→ Written task 1:
According to the blog post below, how many pounds does the writer weigh?

→ Source:
◆ ◆ ◆ ◆ ◆ ◆ ◆

Tuesday, May 26, 2009

A few worlds apart

The pursuit for testing the limits of my 150 pounds of meat, bones, cartilages and neurons, often results in me reading pieces like these (and often no ensuing test of limits)
Somewhere, there’s a guy who did it in half the time it took you.  He suffered.  Plasma forced its way into his lungs, causing him to hack on repeat.  He choked down bile halfway through, and ended on his back, pupils dilated to the size of dimes. While you were walking around, telling your friends how hardcore your workout was, Guy Number Two was still collapsed, the prospect of driving home as daunting as climbing K2 during a snowstorm. When he finally stood up, he didn’t say a word. (.. againfaster.com )
or the famous Sydney Olympics ads which celebrated humanity
too many inspiring lines .. for instance the "To be a giant" , "you can't me courage" , "you'll smile, I'll smile" or to best it all the "you're my adversary..." one ..




or the lines of Boorstin
We are.. in search of our limits. We start with a single step, but, none of us stops there. With determination, a step becomes a stride, and a stride becomes a leap. With discipline and desire, we push ourselves to new heights. When we rise to the challenge we discover new strengths, our muscles grow stronger, our minds more agile. The body responds performing its marvelous inner dance of life.  We share a design so magnificient, we can delight in movement itself. To find joy in the struggle to be our best - this is the adventure that defines the human spirit that drives us to the limit. (...)

It always strikes me as to how different a world they portray compared to the world of Sahir and Ghalib and Frost and Sakhi or for that matter how all these worlds are so far apart from the ones of Landau and Euler. Who says we have only one life and one world to live it in.

◆ ◆ ◆ ◆ ◆ ◆ ◆

Excerpts of location labeling data:
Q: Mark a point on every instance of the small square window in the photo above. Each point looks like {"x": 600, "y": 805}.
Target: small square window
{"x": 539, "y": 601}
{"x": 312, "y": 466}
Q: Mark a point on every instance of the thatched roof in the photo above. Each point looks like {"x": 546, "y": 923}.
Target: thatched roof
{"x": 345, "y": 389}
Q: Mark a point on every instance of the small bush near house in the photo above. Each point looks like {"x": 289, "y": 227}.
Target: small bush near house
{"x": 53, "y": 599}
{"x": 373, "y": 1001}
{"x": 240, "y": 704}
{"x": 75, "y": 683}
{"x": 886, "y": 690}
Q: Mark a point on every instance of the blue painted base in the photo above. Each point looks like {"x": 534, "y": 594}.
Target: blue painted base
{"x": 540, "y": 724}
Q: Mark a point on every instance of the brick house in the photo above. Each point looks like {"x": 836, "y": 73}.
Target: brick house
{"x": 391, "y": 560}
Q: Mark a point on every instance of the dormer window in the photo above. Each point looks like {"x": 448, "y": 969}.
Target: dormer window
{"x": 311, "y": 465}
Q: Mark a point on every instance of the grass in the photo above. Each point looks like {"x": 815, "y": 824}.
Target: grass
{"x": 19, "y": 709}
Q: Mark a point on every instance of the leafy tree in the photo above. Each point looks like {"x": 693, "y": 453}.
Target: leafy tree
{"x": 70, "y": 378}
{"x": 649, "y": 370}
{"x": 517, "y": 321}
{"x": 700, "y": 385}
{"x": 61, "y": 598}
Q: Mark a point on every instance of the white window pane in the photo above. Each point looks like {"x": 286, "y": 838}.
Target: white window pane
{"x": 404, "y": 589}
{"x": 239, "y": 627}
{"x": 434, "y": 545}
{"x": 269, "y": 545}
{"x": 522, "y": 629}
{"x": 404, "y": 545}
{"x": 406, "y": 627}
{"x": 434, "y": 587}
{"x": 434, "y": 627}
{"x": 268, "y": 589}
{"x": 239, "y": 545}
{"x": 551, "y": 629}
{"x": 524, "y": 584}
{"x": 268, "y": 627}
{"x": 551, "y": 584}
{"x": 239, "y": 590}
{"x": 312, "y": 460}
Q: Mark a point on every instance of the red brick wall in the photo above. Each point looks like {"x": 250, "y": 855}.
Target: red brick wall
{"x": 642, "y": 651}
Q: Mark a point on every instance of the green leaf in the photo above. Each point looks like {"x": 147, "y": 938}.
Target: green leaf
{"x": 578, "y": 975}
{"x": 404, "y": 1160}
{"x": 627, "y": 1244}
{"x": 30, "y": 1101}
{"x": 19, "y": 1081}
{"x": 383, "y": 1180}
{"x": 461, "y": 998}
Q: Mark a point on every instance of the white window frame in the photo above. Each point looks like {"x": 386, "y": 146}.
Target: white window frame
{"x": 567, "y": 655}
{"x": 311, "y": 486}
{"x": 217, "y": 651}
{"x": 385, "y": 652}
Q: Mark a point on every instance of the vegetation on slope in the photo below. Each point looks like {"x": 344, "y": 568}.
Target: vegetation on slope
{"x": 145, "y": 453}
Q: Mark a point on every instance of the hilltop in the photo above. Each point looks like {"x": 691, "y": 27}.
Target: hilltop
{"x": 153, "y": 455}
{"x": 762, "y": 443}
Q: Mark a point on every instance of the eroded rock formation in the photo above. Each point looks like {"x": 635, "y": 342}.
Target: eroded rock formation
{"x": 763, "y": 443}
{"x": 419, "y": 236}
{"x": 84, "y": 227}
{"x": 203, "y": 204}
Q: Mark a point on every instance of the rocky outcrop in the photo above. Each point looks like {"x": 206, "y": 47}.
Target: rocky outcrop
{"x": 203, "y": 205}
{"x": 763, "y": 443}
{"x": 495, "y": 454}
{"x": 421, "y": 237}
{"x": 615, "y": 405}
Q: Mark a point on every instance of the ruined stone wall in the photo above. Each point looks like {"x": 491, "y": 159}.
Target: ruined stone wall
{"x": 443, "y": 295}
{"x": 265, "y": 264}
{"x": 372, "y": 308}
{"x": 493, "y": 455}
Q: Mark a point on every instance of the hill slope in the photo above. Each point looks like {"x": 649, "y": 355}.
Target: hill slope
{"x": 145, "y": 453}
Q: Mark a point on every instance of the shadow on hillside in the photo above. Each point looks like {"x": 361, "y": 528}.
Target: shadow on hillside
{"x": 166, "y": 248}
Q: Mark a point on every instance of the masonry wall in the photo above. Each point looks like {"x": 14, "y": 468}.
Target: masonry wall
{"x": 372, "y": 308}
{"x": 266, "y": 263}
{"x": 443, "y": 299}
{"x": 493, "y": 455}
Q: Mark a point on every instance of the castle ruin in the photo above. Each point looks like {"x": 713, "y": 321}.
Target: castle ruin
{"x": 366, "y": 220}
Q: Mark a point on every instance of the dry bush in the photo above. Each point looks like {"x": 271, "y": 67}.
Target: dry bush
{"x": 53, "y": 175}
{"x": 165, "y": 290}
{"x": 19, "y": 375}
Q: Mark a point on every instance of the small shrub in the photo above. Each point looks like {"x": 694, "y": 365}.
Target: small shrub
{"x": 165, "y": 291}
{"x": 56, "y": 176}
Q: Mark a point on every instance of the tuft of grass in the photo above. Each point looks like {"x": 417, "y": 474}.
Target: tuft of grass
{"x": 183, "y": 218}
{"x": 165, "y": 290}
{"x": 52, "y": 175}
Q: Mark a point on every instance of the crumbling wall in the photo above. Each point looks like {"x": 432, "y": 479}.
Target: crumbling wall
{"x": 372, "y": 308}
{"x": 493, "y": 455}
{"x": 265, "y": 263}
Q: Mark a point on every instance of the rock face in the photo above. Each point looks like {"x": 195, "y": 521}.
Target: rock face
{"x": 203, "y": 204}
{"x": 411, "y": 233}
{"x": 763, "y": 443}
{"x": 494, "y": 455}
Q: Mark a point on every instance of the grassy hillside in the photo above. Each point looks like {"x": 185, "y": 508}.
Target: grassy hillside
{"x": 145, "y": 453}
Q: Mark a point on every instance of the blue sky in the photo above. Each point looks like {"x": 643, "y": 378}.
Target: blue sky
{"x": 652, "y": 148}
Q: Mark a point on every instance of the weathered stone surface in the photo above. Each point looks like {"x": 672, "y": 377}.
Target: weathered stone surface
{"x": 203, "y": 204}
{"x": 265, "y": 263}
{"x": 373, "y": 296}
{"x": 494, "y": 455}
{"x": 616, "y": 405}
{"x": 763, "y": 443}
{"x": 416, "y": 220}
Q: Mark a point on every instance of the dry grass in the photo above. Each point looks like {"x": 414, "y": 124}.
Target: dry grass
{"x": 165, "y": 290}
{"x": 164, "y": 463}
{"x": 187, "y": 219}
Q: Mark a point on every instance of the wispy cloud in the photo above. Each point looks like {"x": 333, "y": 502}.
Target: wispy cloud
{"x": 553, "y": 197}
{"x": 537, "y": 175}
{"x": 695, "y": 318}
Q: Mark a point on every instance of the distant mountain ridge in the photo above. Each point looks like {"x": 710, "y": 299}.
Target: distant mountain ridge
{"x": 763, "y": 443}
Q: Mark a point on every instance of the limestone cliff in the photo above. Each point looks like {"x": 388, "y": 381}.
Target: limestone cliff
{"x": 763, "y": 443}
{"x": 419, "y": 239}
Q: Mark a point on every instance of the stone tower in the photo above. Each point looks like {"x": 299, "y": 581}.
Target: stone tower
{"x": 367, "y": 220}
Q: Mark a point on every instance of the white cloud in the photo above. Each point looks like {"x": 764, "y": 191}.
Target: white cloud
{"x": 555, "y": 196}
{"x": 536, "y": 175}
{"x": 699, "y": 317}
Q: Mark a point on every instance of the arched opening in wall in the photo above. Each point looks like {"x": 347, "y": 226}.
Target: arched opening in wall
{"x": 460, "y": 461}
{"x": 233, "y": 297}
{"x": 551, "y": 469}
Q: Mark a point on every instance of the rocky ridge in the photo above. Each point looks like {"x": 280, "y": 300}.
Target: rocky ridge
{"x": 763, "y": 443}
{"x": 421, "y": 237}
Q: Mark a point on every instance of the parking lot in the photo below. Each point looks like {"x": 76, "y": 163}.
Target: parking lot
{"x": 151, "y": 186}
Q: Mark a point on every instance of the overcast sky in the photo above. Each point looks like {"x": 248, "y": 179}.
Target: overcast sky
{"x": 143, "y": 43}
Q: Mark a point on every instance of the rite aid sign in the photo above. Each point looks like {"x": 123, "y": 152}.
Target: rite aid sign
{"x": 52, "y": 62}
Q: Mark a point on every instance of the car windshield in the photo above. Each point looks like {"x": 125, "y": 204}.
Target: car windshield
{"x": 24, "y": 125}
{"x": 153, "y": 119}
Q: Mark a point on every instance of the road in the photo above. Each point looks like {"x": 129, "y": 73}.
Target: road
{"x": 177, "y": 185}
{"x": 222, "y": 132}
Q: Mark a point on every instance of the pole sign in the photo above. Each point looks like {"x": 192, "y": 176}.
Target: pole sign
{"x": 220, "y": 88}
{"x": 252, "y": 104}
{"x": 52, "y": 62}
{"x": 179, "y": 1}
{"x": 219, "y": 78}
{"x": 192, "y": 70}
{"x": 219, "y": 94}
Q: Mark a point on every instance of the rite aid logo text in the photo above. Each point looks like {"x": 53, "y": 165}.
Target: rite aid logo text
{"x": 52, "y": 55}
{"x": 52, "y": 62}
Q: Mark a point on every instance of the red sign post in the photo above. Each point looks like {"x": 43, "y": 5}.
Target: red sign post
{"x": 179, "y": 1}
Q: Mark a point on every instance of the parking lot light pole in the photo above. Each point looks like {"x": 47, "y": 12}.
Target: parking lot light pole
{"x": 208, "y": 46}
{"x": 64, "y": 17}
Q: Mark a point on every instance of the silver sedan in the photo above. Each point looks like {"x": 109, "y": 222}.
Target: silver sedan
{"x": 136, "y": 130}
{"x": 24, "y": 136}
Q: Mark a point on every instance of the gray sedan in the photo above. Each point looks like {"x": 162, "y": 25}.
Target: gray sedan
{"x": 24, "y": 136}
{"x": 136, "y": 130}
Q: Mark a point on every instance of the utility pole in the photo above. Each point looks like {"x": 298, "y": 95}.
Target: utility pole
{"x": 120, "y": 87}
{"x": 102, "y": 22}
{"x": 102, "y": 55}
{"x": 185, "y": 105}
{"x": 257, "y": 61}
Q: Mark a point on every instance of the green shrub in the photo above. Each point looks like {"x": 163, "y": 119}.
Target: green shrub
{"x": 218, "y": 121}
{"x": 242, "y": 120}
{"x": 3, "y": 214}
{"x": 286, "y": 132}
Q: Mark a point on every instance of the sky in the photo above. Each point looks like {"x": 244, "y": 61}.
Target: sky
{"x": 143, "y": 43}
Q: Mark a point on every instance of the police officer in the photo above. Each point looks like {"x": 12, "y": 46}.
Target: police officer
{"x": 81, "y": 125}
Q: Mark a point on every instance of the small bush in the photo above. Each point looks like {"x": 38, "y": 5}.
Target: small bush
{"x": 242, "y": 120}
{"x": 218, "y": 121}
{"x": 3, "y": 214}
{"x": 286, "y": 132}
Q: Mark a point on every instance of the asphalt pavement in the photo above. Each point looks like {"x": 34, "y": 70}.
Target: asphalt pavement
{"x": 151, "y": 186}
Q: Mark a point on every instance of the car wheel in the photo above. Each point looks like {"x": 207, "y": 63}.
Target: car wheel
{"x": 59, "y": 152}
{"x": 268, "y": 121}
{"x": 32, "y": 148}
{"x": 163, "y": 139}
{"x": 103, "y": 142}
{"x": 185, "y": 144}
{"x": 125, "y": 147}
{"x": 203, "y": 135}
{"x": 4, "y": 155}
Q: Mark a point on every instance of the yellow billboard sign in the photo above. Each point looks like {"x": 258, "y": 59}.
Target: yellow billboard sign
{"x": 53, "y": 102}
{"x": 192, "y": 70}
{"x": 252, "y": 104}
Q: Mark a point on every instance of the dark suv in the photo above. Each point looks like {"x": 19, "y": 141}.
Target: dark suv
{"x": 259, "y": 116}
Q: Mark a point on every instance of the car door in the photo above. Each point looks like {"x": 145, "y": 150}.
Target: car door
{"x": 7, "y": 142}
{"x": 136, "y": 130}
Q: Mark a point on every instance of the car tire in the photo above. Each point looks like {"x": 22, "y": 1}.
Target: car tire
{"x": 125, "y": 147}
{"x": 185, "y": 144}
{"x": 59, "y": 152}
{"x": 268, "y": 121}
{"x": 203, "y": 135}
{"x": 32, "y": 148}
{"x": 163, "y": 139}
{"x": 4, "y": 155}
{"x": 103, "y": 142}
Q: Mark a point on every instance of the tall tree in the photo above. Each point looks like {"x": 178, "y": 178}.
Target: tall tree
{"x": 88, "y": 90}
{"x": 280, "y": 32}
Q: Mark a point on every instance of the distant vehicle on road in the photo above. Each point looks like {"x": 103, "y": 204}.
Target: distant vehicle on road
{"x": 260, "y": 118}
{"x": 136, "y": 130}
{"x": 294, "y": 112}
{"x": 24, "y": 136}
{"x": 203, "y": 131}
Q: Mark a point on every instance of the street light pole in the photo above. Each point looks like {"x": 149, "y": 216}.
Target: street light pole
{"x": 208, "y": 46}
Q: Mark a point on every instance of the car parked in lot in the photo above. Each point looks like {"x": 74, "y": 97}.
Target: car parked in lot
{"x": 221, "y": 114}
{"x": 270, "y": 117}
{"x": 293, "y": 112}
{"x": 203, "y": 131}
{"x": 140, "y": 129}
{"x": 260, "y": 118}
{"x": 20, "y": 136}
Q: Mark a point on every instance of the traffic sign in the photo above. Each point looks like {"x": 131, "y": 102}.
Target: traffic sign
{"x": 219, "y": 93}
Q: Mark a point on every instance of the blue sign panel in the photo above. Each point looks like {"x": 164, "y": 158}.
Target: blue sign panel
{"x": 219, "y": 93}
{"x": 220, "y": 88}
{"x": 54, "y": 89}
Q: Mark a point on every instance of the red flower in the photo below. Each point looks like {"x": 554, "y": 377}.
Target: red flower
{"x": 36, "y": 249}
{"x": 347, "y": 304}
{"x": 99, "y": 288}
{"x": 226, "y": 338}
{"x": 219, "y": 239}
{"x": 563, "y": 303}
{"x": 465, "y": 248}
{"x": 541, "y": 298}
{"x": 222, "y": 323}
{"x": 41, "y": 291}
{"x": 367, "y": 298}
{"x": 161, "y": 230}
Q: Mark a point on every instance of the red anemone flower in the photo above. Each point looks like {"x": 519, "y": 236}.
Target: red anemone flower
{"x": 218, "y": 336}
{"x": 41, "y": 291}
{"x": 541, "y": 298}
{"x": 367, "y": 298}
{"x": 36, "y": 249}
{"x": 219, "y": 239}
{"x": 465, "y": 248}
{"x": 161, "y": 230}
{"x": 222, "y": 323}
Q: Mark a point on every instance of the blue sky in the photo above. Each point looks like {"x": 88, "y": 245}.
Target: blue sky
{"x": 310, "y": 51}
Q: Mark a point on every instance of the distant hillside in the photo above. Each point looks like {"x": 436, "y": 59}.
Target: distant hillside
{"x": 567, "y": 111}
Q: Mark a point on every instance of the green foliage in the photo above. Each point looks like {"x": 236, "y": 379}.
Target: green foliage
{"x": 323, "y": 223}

◆ ◆ ◆ ◆ ◆ ◆ ◆

→ Written task 2:
Locate every line in the entries above that contains the word "weathered", and copy each of those lines.

→ Written answer 1:
150 pounds

→ Written answer 2:
Q: Mark a point on every instance of the weathered stone surface in the photo above. Each point looks like {"x": 672, "y": 377}.
Target: weathered stone surface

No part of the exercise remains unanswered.